▶ **What is needed**
Return every line of the entries below, word for word, from the line containing "Place a point on each instance of the patterned" through the end of the entries.

------ Stored data ------

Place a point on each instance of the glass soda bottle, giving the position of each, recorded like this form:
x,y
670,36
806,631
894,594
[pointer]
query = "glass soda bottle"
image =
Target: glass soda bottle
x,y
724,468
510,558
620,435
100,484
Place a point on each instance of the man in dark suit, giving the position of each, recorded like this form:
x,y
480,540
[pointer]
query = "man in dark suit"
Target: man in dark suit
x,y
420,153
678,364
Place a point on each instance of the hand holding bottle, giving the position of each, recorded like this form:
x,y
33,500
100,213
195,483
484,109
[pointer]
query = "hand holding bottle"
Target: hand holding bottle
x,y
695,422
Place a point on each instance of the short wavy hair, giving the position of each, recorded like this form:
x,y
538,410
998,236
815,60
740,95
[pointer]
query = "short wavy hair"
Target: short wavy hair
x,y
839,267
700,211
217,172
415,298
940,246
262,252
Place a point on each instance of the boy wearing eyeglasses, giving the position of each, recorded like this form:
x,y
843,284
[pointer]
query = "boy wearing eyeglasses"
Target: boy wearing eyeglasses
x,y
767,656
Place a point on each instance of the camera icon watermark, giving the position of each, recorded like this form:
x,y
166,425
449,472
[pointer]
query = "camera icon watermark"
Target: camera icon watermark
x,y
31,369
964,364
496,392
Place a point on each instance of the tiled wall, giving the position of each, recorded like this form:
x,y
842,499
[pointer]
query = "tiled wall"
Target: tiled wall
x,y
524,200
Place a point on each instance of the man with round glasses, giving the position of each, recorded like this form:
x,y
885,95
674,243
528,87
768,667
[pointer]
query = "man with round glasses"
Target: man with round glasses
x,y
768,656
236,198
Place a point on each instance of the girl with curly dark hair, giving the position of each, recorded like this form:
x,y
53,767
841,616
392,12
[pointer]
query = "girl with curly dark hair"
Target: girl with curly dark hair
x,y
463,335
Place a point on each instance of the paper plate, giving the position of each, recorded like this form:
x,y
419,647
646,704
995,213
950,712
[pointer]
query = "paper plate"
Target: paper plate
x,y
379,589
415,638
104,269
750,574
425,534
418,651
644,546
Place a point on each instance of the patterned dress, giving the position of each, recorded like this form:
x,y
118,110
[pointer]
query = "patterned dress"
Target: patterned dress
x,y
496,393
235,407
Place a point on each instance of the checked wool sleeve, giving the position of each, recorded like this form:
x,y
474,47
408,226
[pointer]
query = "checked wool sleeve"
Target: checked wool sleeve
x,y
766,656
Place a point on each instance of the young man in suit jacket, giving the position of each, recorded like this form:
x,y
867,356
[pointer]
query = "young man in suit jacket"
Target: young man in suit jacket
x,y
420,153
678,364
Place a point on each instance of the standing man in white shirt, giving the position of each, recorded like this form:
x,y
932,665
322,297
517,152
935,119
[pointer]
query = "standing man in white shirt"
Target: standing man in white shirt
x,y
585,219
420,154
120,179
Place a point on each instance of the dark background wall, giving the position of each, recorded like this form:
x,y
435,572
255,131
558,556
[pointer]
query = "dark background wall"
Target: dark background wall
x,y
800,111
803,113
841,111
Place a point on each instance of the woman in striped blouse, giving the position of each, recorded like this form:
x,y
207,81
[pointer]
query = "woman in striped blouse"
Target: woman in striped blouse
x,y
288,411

------

▶ **The response**
Place a point on each instance of the patterned dress, giving the position of each, recorded like this form:
x,y
118,110
[pointer]
query = "patterned dress"
Target: patterned dress
x,y
496,393
235,407
Place a point on each instance of the checked wool sleeve, giving the position of each, recorded like this form:
x,y
474,47
408,226
[pointer]
query = "checked wool sleeve"
Target: checked wool sleeve
x,y
766,656
Place a point on each instance of the young man in suit jacket, giving the position of each, recorded like this form:
x,y
867,356
[pointer]
query = "young man in suit jacket"
Target: young man in suit jacket
x,y
420,153
678,364
Place a point on each instance of the standing man in white shirt, giving the position of each, recorded like this form:
x,y
932,665
322,297
517,152
935,119
[pointer]
query = "standing man in white shirt"
Target: standing man in white shirt
x,y
585,219
420,154
120,179
Place a point on each instance of the dark background wall, giving the position of each, recorded like this form:
x,y
435,572
255,131
558,556
[pointer]
query = "dark background wall"
Target: dark background wall
x,y
800,111
803,113
841,111
Place a point on each instance of the woman in striped blouse, giving the position of each, recorded like this form:
x,y
207,81
[pointer]
query = "woman in striped blouse"
Target: woman in striped blouse
x,y
288,411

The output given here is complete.